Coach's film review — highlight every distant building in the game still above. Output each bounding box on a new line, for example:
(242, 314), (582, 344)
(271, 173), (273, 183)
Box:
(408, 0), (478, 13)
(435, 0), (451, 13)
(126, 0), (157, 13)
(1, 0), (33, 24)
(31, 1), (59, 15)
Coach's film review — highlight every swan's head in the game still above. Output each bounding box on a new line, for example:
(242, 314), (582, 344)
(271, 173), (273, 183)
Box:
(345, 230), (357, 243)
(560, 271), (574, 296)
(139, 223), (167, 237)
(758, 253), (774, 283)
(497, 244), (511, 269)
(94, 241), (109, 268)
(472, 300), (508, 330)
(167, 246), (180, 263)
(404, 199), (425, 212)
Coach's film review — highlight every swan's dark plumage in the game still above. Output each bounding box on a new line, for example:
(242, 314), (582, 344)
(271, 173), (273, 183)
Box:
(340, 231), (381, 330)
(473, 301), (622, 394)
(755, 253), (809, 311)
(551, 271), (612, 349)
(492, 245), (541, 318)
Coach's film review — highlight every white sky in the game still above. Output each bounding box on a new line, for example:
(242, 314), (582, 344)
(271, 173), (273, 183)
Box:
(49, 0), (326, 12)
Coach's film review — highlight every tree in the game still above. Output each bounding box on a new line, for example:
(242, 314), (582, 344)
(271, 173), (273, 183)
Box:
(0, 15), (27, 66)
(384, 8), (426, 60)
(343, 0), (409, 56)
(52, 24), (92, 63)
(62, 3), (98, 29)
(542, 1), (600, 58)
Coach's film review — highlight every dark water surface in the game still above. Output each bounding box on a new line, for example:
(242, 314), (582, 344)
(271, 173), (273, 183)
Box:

### [Aim of the exercise]
Your response should consist solely of the lines from the one containing "Coach's film review — highlight every swan's dark" to the end of the entries, both ends included, exactly as they appear.

### [Your solution]
Coach's film review — highlight every swan's dark plumage in the game still above. Output each bounding box on a new line, for example:
(242, 314), (582, 344)
(271, 173), (273, 183)
Box:
(340, 231), (381, 330)
(473, 301), (622, 394)
(755, 253), (809, 311)
(551, 271), (612, 349)
(492, 245), (541, 318)
Coach's film review — highlight every white sky in the game still above. Output each bounding box on a new line, for example:
(242, 314), (582, 344)
(271, 173), (273, 183)
Box:
(49, 0), (326, 12)
Coach's film review — highlight every tree in the game still above. Output each bounding box on a new line, for example:
(242, 314), (582, 344)
(271, 173), (273, 183)
Box:
(0, 15), (27, 66)
(384, 8), (426, 60)
(343, 0), (409, 56)
(52, 24), (92, 63)
(62, 3), (98, 29)
(542, 1), (600, 58)
Coach's film review — highlight every dark water surface in the game still above. Output each bounding box on a new line, for example:
(242, 314), (582, 344)
(271, 173), (273, 183)
Box:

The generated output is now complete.